Description of the task: Quote all lines below exactly. Images stay out.

Position annotation records
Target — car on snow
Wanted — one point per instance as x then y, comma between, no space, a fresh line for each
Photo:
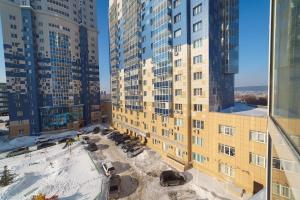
106,131
42,139
92,147
96,130
18,151
108,168
171,178
45,145
134,151
122,139
114,187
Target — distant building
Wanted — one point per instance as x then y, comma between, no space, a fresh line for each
3,100
51,61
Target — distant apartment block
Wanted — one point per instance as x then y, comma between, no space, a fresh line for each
51,61
3,100
172,85
284,104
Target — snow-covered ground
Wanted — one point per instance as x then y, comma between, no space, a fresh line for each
68,173
6,145
140,176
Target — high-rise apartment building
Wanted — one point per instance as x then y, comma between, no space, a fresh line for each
51,60
3,100
284,104
172,83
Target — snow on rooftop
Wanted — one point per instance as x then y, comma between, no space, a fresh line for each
70,175
244,109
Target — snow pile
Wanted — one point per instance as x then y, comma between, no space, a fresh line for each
68,173
30,140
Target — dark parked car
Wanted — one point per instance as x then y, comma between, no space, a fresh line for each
96,130
122,139
18,151
64,140
106,131
171,178
92,147
114,186
134,151
45,145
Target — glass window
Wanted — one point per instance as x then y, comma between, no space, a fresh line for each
197,9
286,68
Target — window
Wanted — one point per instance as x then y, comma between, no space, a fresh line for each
198,124
178,122
198,158
178,92
197,26
225,149
197,91
257,159
284,165
165,132
177,18
176,3
197,9
197,43
177,48
226,170
178,63
226,130
197,59
198,107
257,136
197,141
178,77
179,153
165,146
197,75
281,190
177,33
178,107
178,137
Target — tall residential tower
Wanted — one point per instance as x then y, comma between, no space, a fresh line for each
172,76
51,60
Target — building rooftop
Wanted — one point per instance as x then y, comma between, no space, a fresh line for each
245,109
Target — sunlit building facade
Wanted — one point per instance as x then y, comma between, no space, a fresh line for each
51,61
284,112
172,77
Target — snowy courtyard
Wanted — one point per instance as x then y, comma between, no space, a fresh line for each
68,173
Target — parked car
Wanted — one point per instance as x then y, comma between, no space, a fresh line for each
106,131
114,186
18,151
171,178
122,139
45,145
108,168
86,138
134,151
64,140
130,146
96,130
92,147
42,139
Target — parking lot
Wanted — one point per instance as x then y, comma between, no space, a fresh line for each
140,174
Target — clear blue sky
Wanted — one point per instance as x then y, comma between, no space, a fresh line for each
254,25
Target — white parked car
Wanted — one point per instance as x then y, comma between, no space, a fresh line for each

Problem solution:
Target — car on snow
Wanted — one point per instance as x then y, comma between, no space, a fresh line for each
Photo:
106,131
42,139
92,147
96,130
18,151
108,168
171,178
45,145
134,151
122,139
114,187
Target — distant building
Wanted — one point per instance as x then y, comma between, no space, a fresh line for each
3,100
51,61
Target — distant apartment block
Wanted — one point per instance as x then y, comma between, no space, a fresh line for each
51,61
3,100
172,85
284,104
Target — snow-covered ground
Wanted — one point per instance as x then y, comma between, no space, a fresh line for each
68,173
6,145
140,176
Target — high-rise apartment building
Wanted — one point per instance as x then y, comma between, no space, a fresh line for each
51,60
3,100
284,104
172,83
Target — snow on rooftop
Wanted — one point per instance as x then y, comma between, no space, a fresh line for each
70,175
244,109
Target — snow pile
Wanted — one point per instance as x then y, comma between, no space, a fresh line for each
68,173
30,140
Target — dark parked car
Wanted — one point per instance as x then y, comma between, no space, a fresh line for each
96,130
122,139
18,151
64,140
106,131
171,178
92,147
114,186
134,151
45,145
Target — glass window
Wanted — one point per instance as x then y, comma between, no space, a fresh line for each
197,9
286,68
Target — window
Wanted — one point per instance as x then y, comma between, no space, a fresh line for each
198,124
178,122
198,158
178,92
197,26
225,149
197,91
257,159
284,165
165,132
177,18
176,3
197,9
197,43
177,48
226,170
178,63
226,130
197,59
198,107
257,136
197,141
178,77
179,153
165,146
197,75
281,190
177,33
178,107
178,137
Target — tall residential tower
Wanted — one point per instance as x then y, comma between, no space, a fresh line for each
172,76
51,60
Target — building rooftop
Wanted — one point per instance as x then y, comma between, no space, a fresh line for each
245,109
Target — sunlit building facade
Wanted — one point per instance as x then y, comma between, no space, a fresh line for each
51,61
284,112
172,77
Target — snowy courtyard
Wanted — one point per instance as x then y, comma between, no space, a fresh line for each
68,173
Target — parked car
Wanted — one point per instance as x then y, comma between, no space, a fresh line for each
106,131
114,186
18,151
171,178
122,139
45,145
108,168
86,138
134,151
64,140
130,146
96,130
92,147
42,139
Target — parking lot
Wanted — one point per instance as x then y, comma between, no space, a fresh line for each
140,174
Target — clear blue sky
Wanted — one point per instance as x then y, comma between, no space, a fresh line for each
254,25
Target — white parked car
Wanted — one point per instance as x then y, comma between, no space, a fresh line for each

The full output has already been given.